_Supplied text_
◆ ◆ ◆ ◆

Don’t lean back before you are at the point where you actually need to lean back. If you really want a research career … Don’t start thinking ‘oh in two years’ time I want to have a family so I better not take that position today’ (Williams, 2015)
This quote has resonated with me ever since I heard it at the Institute of Sport, Exercise and Active Living (ISEAL) panel of women in research. Dr Williams paraphrased Sheryl Sandberg (2013), noting that women who work in research are less likely to take opportunities and move into leadership positions.
Equal opportunity for women in the research workforce is generating great consideration in various fields, for example in sport and exercise science. Although there is increased consideration, the Institute of Sport, Exercise and Active Living (ISEAL) at Victoria University only has a 1:3 ratio of females to males on staff. A disproportionate number of female academics may lead to reduced opportunities of mentorship and role models for young female HDRs (Committee for Economic Development of Australia, 2013).

◆ ◆ ◆ ◆

_Data provided_
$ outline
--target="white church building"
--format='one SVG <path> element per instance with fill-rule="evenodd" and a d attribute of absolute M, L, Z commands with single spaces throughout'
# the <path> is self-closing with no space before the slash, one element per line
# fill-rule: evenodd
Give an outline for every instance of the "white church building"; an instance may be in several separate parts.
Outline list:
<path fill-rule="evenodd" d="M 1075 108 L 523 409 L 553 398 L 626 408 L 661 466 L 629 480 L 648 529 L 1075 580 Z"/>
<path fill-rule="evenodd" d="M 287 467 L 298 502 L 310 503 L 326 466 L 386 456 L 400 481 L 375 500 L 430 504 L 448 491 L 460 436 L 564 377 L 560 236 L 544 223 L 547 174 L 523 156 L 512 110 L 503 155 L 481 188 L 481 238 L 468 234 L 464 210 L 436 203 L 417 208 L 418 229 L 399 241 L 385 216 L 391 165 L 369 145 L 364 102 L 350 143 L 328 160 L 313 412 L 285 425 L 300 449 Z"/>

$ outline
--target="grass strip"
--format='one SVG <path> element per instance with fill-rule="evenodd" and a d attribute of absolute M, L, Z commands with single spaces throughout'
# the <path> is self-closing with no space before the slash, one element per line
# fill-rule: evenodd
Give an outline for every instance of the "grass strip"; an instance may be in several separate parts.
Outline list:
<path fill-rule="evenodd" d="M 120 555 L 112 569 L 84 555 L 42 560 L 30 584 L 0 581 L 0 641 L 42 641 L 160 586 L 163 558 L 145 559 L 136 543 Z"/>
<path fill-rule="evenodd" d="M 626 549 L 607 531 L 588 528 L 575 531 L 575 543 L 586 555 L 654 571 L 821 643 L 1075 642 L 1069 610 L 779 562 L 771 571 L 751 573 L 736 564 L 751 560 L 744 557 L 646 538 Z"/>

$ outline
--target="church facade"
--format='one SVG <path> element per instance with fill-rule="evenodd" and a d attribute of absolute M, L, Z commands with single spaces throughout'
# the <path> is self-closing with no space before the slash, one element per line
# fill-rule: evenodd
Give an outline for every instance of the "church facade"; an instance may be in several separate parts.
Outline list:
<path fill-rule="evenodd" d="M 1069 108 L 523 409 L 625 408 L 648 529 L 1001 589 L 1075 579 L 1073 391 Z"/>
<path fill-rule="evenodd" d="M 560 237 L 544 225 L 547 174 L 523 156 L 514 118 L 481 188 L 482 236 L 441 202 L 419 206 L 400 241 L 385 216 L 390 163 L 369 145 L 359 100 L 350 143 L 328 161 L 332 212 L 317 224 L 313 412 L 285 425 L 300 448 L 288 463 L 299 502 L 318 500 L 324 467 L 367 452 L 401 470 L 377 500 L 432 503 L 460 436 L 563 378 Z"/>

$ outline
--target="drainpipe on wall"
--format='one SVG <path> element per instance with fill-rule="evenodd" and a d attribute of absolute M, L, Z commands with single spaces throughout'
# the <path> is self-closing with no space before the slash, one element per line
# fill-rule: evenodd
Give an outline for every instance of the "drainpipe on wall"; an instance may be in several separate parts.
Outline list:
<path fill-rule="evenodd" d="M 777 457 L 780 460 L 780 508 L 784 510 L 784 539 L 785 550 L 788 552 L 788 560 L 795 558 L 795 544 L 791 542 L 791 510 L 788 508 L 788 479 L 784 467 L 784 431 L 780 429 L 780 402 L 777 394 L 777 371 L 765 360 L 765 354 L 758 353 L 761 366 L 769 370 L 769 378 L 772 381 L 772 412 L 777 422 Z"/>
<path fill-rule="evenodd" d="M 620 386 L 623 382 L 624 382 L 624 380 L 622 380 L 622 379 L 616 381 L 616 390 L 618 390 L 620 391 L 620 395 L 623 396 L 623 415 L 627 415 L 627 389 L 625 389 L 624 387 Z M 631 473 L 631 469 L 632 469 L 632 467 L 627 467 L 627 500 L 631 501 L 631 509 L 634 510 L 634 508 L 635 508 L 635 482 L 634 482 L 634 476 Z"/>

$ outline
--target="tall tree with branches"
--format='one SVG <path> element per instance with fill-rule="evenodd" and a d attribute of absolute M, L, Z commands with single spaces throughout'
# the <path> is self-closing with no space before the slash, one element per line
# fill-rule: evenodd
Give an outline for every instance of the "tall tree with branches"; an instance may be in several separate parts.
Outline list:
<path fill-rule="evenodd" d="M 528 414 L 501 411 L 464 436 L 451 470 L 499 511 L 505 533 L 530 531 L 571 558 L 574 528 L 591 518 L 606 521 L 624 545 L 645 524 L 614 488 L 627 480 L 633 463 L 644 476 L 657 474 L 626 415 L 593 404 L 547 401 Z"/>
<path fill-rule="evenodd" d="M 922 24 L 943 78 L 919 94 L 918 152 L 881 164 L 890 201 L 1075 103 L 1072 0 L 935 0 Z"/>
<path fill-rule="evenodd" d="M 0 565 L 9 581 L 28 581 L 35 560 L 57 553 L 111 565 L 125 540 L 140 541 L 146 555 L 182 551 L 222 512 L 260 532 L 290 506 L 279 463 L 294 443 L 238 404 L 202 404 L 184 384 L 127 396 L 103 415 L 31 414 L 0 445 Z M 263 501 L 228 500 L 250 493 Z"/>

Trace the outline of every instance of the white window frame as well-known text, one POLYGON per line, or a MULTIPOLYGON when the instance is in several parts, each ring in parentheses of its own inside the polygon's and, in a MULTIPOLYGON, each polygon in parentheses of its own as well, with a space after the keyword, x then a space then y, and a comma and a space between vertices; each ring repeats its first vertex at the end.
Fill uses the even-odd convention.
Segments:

◆ ◆ ◆ ◆

_Work item A_
Answer these about the passage on women in research:
(i) According to the opening quote, what should you not do before you are at the point where you actually need to?
(ii) Whom did Dr Williams paraphrase?
(iii) What ratio of females to males does ISEAL at Victoria University have on staff?
_Work item B_
Write out the passage on women in research between "This quote has" and "into leadership positions.", inclusive.

_Output A_
(i) Lean back.
(ii) Sheryl Sandberg (2013).
(iii) 1:3.

_Output B_
This quote has resonated with me ever since I heard it at the Institute of Sport, Exercise and Active Living (ISEAL) panel of women in research. Dr Williams paraphrased Sheryl Sandberg (2013), noting that women who work in research are less likely to take opportunities and move into leadership positions.